• _DESCRIPTION OF THE TASK_
Word for word, restate each entry that appears below.

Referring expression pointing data
--- --- ---
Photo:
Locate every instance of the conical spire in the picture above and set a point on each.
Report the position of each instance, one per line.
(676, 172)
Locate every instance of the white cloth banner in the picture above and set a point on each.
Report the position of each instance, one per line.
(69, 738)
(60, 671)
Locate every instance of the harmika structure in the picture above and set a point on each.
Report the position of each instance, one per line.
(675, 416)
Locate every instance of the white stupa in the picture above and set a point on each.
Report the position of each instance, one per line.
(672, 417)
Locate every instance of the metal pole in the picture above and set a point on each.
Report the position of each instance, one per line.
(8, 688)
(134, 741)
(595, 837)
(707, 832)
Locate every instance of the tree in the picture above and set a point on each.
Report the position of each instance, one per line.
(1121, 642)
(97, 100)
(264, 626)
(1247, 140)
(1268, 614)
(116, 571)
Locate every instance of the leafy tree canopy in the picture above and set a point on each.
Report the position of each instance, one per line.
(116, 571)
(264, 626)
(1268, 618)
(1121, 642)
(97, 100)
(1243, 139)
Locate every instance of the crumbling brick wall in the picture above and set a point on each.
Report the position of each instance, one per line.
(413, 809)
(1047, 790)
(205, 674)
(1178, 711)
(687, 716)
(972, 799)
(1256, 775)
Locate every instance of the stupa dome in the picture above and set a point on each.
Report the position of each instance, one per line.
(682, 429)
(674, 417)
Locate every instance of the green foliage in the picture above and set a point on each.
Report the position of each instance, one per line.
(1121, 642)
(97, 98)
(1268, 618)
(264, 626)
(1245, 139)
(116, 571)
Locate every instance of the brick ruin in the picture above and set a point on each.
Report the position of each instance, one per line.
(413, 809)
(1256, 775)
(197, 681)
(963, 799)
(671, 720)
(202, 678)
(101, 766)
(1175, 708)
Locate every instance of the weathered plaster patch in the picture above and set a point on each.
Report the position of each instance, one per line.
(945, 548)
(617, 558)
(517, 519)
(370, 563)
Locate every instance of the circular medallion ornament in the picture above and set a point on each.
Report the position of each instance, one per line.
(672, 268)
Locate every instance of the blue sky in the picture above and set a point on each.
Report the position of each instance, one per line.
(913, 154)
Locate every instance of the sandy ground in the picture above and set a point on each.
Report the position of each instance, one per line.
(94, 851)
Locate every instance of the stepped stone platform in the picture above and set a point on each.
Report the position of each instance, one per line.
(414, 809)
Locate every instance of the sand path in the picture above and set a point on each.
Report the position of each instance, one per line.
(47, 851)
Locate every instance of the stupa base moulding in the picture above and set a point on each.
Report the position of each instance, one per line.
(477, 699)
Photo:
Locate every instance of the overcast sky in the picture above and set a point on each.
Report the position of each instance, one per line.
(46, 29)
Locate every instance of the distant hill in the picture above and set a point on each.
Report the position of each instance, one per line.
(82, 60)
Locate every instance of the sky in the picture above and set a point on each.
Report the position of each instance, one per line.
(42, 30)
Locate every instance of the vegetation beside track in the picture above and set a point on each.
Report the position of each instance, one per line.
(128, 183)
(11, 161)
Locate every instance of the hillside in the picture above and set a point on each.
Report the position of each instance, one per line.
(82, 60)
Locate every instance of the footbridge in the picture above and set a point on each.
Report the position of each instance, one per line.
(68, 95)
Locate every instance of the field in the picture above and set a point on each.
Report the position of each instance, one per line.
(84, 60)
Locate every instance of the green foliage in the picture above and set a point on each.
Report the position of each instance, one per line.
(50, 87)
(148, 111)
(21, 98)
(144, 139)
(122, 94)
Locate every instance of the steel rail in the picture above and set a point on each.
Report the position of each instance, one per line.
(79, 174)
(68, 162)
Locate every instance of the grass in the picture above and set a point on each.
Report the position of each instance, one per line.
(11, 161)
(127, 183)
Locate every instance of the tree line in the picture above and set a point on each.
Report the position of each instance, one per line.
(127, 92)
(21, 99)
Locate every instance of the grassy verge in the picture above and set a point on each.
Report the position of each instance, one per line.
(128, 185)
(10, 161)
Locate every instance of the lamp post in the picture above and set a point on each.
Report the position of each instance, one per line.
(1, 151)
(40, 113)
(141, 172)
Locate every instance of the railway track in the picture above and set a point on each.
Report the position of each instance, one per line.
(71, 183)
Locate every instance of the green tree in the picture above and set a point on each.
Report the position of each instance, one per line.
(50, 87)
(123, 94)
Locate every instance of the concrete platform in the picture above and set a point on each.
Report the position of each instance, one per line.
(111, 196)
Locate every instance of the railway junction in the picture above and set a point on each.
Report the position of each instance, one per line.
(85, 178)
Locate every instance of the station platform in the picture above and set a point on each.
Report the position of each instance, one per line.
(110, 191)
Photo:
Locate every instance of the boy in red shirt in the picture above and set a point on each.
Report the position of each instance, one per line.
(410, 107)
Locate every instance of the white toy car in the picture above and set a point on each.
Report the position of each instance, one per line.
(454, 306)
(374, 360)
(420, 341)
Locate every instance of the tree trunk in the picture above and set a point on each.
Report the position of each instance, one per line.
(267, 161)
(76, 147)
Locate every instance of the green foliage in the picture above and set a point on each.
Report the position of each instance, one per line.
--- --- ---
• _ANSWER BOX_
Photo:
Locate every instance of the conical spire in the picture above and set a point on each.
Report the position of each instance, one per line.
(676, 172)
Locate every instance of the white cloth banner in the picture above and set a point on each.
Report the position of each instance, one per line.
(69, 738)
(60, 671)
Locate every instance of the harmika structure in the picture above and set a point on each.
Report the position of each instance, one per line.
(675, 416)
Locate every instance of the white stupa in the picture above and set a point on each.
Report the position of each instance, one per line.
(672, 417)
Locate every instance of the metal pole in the picture above and set a point on each.
Report the position of each instance, one per line.
(8, 688)
(134, 741)
(595, 837)
(707, 832)
Locate every instance of the tree in the picture above and set a point on each.
Report the position of each instance, one per line.
(1121, 642)
(97, 100)
(264, 626)
(1247, 140)
(1268, 614)
(116, 571)
Locate every instance of the leafy tree canopy in the picture above and set a point on each.
Report the position of each instance, one per line.
(116, 571)
(264, 626)
(1268, 618)
(1121, 642)
(97, 100)
(1243, 139)
Locate every instance of the crumbling brick wall in the picture above and set a point on each.
Report the position of each instance, one per line.
(413, 809)
(1047, 790)
(205, 674)
(1178, 711)
(687, 716)
(972, 799)
(1256, 775)
Locate every instance of the stupa dome in the picture above and set a point on each.
Report the position of each instance, one per line.
(682, 429)
(674, 417)
Locate every instance of the green foliage in the picture above and set a point on each.
Report the position of each instance, one per line.
(1121, 642)
(97, 98)
(1268, 618)
(264, 626)
(1245, 139)
(116, 571)
Locate every instance of the brick ruin in the picture above and set a point on each.
Report the position of each instance, one per line.
(413, 809)
(1256, 775)
(197, 681)
(963, 799)
(671, 720)
(202, 678)
(101, 766)
(1175, 708)
Locate every instance of the weathered plaster patch in the picture above and set a point on each.
Report the position of each instance, one per line.
(945, 548)
(617, 558)
(517, 519)
(370, 563)
Locate every instance of the circular medallion ornament in the picture above and set a point on each.
Report the position of each instance, one per line.
(672, 268)
Locate every instance of the blue sky in the picture above and set a point on each.
Report the position of each instance, one per line.
(913, 154)
Locate every instance of the sandy ground in the picture above and set a point on each.
Report the position of each instance, one per line.
(94, 851)
Locate every instance of the stepped stone platform in the picture above and set a point on each.
Report the position of each instance, one per line.
(414, 809)
Locate every instance of the sand path in the picture above and set a point on each.
Report the position of each instance, one per line.
(47, 851)
Locate every instance of the stupa base moulding in the picture above and set a point on each.
Report the position of each instance, one per line.
(477, 699)
Photo:
Locate every instance of the overcast sky in the picture above and set a point on each.
Report the position of each instance, one per line.
(46, 29)
Locate every instance of the distant hill in the picture above and set a point on each.
Report the position of each instance, one per line.
(82, 60)
Locate every instance of the sky in the picture above and set a point on each.
Report the position of each instance, one per line.
(42, 30)
Locate every instance of the vegetation beside track in the picture above and set a point on each.
Report the position of each instance, one per line.
(128, 183)
(11, 161)
Locate every instance of the hillside in the picture above and set a point on each.
Report the position of each instance, one per line.
(82, 60)
Locate every instance of the footbridge in the picture above and set a point on each.
Report the position of each instance, one per line.
(68, 95)
Locate every instance of the field in the picture above and set a point on each.
Report the position of each instance, one per line.
(84, 60)
Locate every instance of the green foliage in the picture above and set a point on each.
Report the position of each instance, one per line.
(50, 87)
(148, 111)
(21, 98)
(144, 139)
(122, 94)
Locate every instance of the steel rail in the picture above and set a point on each.
Report the position of each instance, one per line.
(79, 174)
(68, 162)
Locate every instance of the grass in the picture above and set a point on each.
Report the position of each instance, one per line.
(11, 161)
(127, 183)
Locate every instance of the tree line in the picture above and set a point on each.
Report the position of each instance, one per line.
(127, 92)
(21, 99)
Locate every instance of the grassy verge in the picture above and set a point on each.
Report the position of each instance, one per line.
(128, 185)
(10, 161)
Locate every instance of the lamp post in the picture above and set a point on each.
Report the position of each instance, one per line.
(1, 151)
(40, 113)
(141, 172)
Locate every instance of the railway track in the picture above and set a point on each.
Report the position of each instance, one per line.
(71, 183)
Locate every instance of the green tree in the picture above and set a point on each.
Report the position of each instance, one per line.
(50, 87)
(123, 94)
Locate every instance of the concrete platform in the picture above and set a point on each.
Report the position of each instance, one per line.
(111, 196)
Locate every instance of the railway junction in the picture above and set a point on each.
Report the position of each instance, one per line.
(85, 178)
Locate every instance of the station platform in the picture above and set a point on each.
Report the position of each instance, one per line.
(110, 191)
Photo:
Locate every instance of the boy in red shirt in the picture above and set a point on each.
Report the position of each instance, one per line.
(410, 107)
Locate every instance of the white toy car in the picture above and set a point on each.
Report the position of each instance, one per line.
(454, 306)
(374, 360)
(420, 341)
Locate every instance of the tree trunk in the picture above and set a point on each.
Report the position of each instance, one per line.
(267, 161)
(76, 147)
Locate every instance of the green foliage in the picture above and set a point on each.
Report the position of each instance, one per line.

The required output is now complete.